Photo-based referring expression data
————————

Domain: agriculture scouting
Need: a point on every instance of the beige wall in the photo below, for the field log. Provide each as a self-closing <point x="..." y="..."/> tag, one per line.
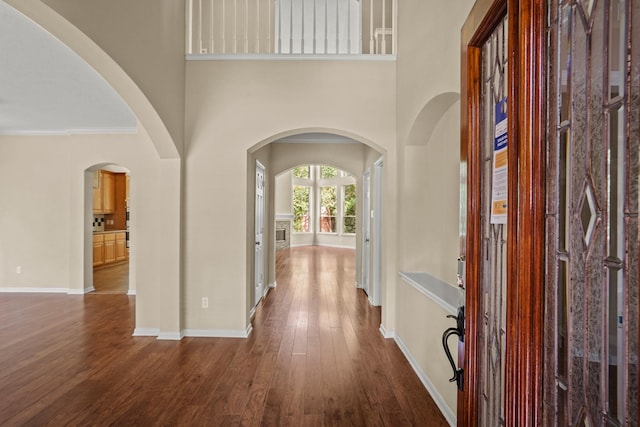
<point x="146" y="38"/>
<point x="428" y="70"/>
<point x="405" y="110"/>
<point x="45" y="223"/>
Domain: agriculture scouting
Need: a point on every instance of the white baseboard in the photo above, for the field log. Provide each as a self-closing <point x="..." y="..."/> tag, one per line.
<point x="433" y="391"/>
<point x="34" y="290"/>
<point x="146" y="332"/>
<point x="217" y="333"/>
<point x="385" y="333"/>
<point x="80" y="291"/>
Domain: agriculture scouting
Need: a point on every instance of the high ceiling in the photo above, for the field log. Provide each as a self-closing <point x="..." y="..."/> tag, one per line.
<point x="45" y="88"/>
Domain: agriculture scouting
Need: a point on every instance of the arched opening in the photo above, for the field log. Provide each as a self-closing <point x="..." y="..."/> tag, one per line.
<point x="107" y="230"/>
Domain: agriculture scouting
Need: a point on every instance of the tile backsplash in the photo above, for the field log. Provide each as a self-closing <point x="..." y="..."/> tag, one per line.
<point x="98" y="223"/>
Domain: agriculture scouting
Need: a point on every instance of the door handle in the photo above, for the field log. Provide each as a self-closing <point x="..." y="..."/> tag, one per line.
<point x="457" y="373"/>
<point x="458" y="330"/>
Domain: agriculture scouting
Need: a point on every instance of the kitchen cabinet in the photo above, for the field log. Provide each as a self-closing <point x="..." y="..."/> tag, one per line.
<point x="108" y="197"/>
<point x="109" y="248"/>
<point x="121" y="247"/>
<point x="98" y="250"/>
<point x="120" y="203"/>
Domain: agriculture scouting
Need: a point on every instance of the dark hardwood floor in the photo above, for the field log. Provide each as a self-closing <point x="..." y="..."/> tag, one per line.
<point x="113" y="279"/>
<point x="315" y="357"/>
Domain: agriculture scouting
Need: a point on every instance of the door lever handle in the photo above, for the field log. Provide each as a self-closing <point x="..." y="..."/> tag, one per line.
<point x="457" y="373"/>
<point x="458" y="330"/>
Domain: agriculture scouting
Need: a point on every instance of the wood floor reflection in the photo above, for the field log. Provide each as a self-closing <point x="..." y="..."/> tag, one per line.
<point x="315" y="357"/>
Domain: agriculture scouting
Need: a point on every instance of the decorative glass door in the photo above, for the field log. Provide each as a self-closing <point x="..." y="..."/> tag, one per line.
<point x="493" y="219"/>
<point x="591" y="345"/>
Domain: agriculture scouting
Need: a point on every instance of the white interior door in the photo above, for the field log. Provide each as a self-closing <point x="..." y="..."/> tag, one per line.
<point x="366" y="232"/>
<point x="259" y="227"/>
<point x="376" y="216"/>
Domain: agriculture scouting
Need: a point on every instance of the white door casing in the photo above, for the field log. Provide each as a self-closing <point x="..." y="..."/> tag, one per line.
<point x="259" y="234"/>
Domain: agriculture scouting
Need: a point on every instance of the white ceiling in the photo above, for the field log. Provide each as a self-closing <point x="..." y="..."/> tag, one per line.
<point x="45" y="88"/>
<point x="317" y="137"/>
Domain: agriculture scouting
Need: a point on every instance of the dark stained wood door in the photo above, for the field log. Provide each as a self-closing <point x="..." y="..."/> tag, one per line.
<point x="571" y="325"/>
<point x="503" y="79"/>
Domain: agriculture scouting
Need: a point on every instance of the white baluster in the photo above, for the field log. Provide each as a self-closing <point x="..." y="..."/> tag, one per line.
<point x="257" y="26"/>
<point x="279" y="26"/>
<point x="269" y="27"/>
<point x="224" y="26"/>
<point x="337" y="26"/>
<point x="349" y="26"/>
<point x="371" y="41"/>
<point x="235" y="26"/>
<point x="200" y="26"/>
<point x="246" y="26"/>
<point x="384" y="26"/>
<point x="189" y="25"/>
<point x="211" y="26"/>
<point x="326" y="27"/>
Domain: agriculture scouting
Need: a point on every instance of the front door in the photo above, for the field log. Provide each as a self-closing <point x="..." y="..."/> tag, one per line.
<point x="487" y="241"/>
<point x="551" y="333"/>
<point x="259" y="230"/>
<point x="591" y="356"/>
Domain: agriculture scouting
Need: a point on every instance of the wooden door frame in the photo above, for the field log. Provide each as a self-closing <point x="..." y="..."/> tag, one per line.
<point x="526" y="236"/>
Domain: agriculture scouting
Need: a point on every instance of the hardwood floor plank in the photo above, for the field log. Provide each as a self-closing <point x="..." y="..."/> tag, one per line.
<point x="315" y="358"/>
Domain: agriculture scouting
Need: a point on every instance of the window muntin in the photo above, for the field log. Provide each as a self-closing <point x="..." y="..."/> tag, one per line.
<point x="323" y="200"/>
<point x="301" y="205"/>
<point x="349" y="209"/>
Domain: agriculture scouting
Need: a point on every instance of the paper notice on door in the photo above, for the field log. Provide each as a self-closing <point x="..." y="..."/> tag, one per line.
<point x="500" y="167"/>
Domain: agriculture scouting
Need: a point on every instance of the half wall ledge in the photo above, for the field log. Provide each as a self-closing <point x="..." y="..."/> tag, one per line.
<point x="444" y="294"/>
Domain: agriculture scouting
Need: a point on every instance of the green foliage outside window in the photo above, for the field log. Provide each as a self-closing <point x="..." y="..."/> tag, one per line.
<point x="301" y="172"/>
<point x="328" y="205"/>
<point x="328" y="172"/>
<point x="350" y="208"/>
<point x="300" y="207"/>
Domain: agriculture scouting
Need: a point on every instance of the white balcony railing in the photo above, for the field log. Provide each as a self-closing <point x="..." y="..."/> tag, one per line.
<point x="286" y="27"/>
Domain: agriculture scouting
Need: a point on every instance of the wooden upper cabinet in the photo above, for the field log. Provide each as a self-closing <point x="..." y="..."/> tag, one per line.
<point x="104" y="193"/>
<point x="120" y="207"/>
<point x="97" y="192"/>
<point x="108" y="196"/>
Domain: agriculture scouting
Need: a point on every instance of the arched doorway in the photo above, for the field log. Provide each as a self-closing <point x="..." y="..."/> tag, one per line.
<point x="341" y="152"/>
<point x="107" y="218"/>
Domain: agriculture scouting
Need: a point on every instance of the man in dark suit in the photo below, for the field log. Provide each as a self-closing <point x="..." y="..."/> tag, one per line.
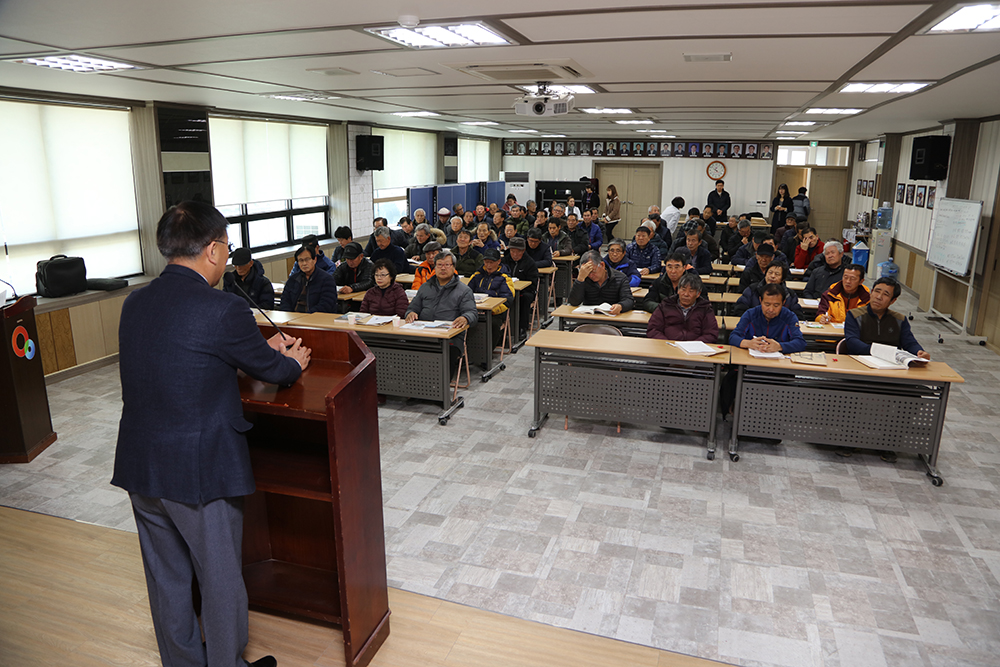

————————

[EXERCISE] Return every entry above exactly as written, with no pictures included.

[EXERCISE RESULT]
Domain: agriculture scouting
Need: a point on every instance of the beige wall in the photo below, for the field log. Provide each as a self-closing <point x="..." y="..."/> tag, one per line.
<point x="146" y="38"/>
<point x="428" y="70"/>
<point x="405" y="110"/>
<point x="45" y="223"/>
Domain: agriculture scouting
Need: a point on every instance of the white baseboard in the photo above, for the field log. Provide each as a self-closing <point x="..." y="..."/> tag, one per line.
<point x="433" y="391"/>
<point x="34" y="290"/>
<point x="146" y="332"/>
<point x="217" y="333"/>
<point x="385" y="333"/>
<point x="80" y="291"/>
Domain: agriculture scouting
Need: a point on every instance of the high ceiling in the photo above, for the field log. Provide each as a self-closing <point x="..." y="..."/> tag, one per line.
<point x="45" y="88"/>
Domain: agriculture scouting
Need: a point on every instance of the arched opening in the photo above, for the field log. Provide each as a self-closing <point x="..." y="..."/> tag, one per line.
<point x="107" y="230"/>
Domain: agriculture scouting
Need: a point on every instance of the tile backsplash in the photo above, for the field log. Provide each as a self-closing <point x="..." y="..."/> tag, one per line.
<point x="98" y="223"/>
Domain: agriculture scouting
Need: a point on every instance of the door handle in the photo above, for the field log. Provide each as a self-closing <point x="..." y="..."/> tag, one per line.
<point x="457" y="373"/>
<point x="458" y="330"/>
Domain: agriculture scouting
Need: a point on every instance of the kitchen cabinet in the photo above, for the field log. Provide each as a self-closing <point x="..." y="..."/> tag, one per line.
<point x="108" y="197"/>
<point x="109" y="248"/>
<point x="121" y="247"/>
<point x="98" y="250"/>
<point x="120" y="203"/>
Domain: agriculture scouting
Need: a point on every instance of the dark hardwood floor in the photo above, for the field log. Provide each as a self-closing <point x="..." y="..."/> tag, one per line.
<point x="113" y="279"/>
<point x="315" y="357"/>
Domain: agriculture scouting
Need: a point on every instance of the door lever handle in the photo above, for the field log. Provide each as a self-closing <point x="..." y="..."/> tag, one per line.
<point x="457" y="373"/>
<point x="458" y="330"/>
Domain: agriculture scouting
Need: a point on every instance of the wood floor reflection in the photo above, for the field log. Provide each as a self-closing <point x="..." y="..."/> tag, one per line.
<point x="315" y="357"/>
Domain: agriculture scouting
Need: a point on every instance of the decorative glass door in the photo above, for the field log. Provide each as a self-closing <point x="..." y="..."/> tag, one per line.
<point x="493" y="219"/>
<point x="591" y="345"/>
Domain: agriculture scouting
Need: a point on every instance of the white interior door in the photo above, for the field log. Provide each as a self-closing <point x="..." y="..."/> tag, one per line.
<point x="366" y="232"/>
<point x="259" y="227"/>
<point x="376" y="216"/>
Domain: agriculture scouting
Need: a point on every instance of the white door casing in the photo above, for the field log. Provide each as a self-closing <point x="..." y="..."/> tag, one per line.
<point x="259" y="234"/>
Domain: agriculture scouting
Need: a point on every instance of the white ceiling in the photo above, for the field log. Provide each as a self-closing <point x="..." y="..."/> tag, one per line.
<point x="45" y="88"/>
<point x="317" y="137"/>
Domain: agriculture scouting
Need: a point on every instance of the dark stained wood door in the photo above, for the field log. Provide each as a self-closing <point x="..." y="..."/> tag, one per line.
<point x="571" y="325"/>
<point x="503" y="79"/>
Domain: agriculture scouting
Need: a point on every instance of the white baluster in the photo above, for the field log. Provide each as a self-closing <point x="..." y="..."/> tag, one per line.
<point x="257" y="26"/>
<point x="279" y="26"/>
<point x="269" y="27"/>
<point x="224" y="26"/>
<point x="337" y="26"/>
<point x="349" y="26"/>
<point x="371" y="41"/>
<point x="235" y="26"/>
<point x="200" y="26"/>
<point x="246" y="26"/>
<point x="384" y="26"/>
<point x="189" y="25"/>
<point x="211" y="26"/>
<point x="326" y="27"/>
Domain: agriculture scouting
Need: a point on every instance of the front door in the photo above, for the field log. Provide each as a self-closing <point x="..." y="..."/> tag, one per line.
<point x="487" y="241"/>
<point x="551" y="333"/>
<point x="259" y="230"/>
<point x="591" y="356"/>
Domain: agriculture scouting
Need: a point on every instance of the wooden door frame in the photo above, for the field log. Provide each as a self-closing <point x="..." y="..."/> tag, one per line.
<point x="526" y="236"/>
Domain: agriculture scouting
Need: a point on every instance of the hardwood floor plank in the photo above, for the field log. Provide each as a self-closing <point x="..." y="..."/> tag, one per line.
<point x="315" y="358"/>
Domain: agriculture scouting
Need: a point on every instance of the window muntin in the photo above, for the field log. Provide each as a self-closing <point x="..." y="..."/> tag, one per line.
<point x="323" y="200"/>
<point x="301" y="205"/>
<point x="349" y="209"/>
Domain: agriculture scouting
Need: a point on every instance of the paper notice on door in the photo above, for the field log. Provide each as a self-closing <point x="..." y="..."/> tag, one per line.
<point x="500" y="167"/>
Domain: agriculture scouting
Need: a point on every instance of the half wall ledge in the photo above, for the field log. Provide each as a self-closing <point x="..." y="..."/> tag, one per line.
<point x="444" y="294"/>
Domain: agriculture scouting
Need: a point on every instance of the green foliage outside window in the photo above, for the field log. Provide each as a self-closing <point x="..." y="..."/> tag, one per line.
<point x="301" y="172"/>
<point x="328" y="205"/>
<point x="328" y="172"/>
<point x="350" y="208"/>
<point x="300" y="207"/>
Domain: agriculture scouting
Need: a point on every instance of the white balcony railing in the photo above, for the field log. Provide each as a self-closing <point x="..." y="..."/> tag, one per line.
<point x="286" y="27"/>
Domain: agriculture scouting
Need: a point on every instance of the wooden upper cabinet in the photo above, for the field log. Provide each as a self-closing <point x="..." y="..."/> tag, one per line.
<point x="104" y="193"/>
<point x="120" y="207"/>
<point x="97" y="192"/>
<point x="108" y="196"/>
Domain: agriculture scouting
Need: a point on every instance of the arched doorway in the photo above, for the field log. Provide each as a self-closing <point x="..." y="..."/> tag, one per line.
<point x="341" y="152"/>
<point x="107" y="218"/>
Domain: agriculture scouting
Need: a point on every instance of the man in dark suit in the photo below, for the field log. Provide each as a self-closing <point x="..." y="..."/> tag, one per line.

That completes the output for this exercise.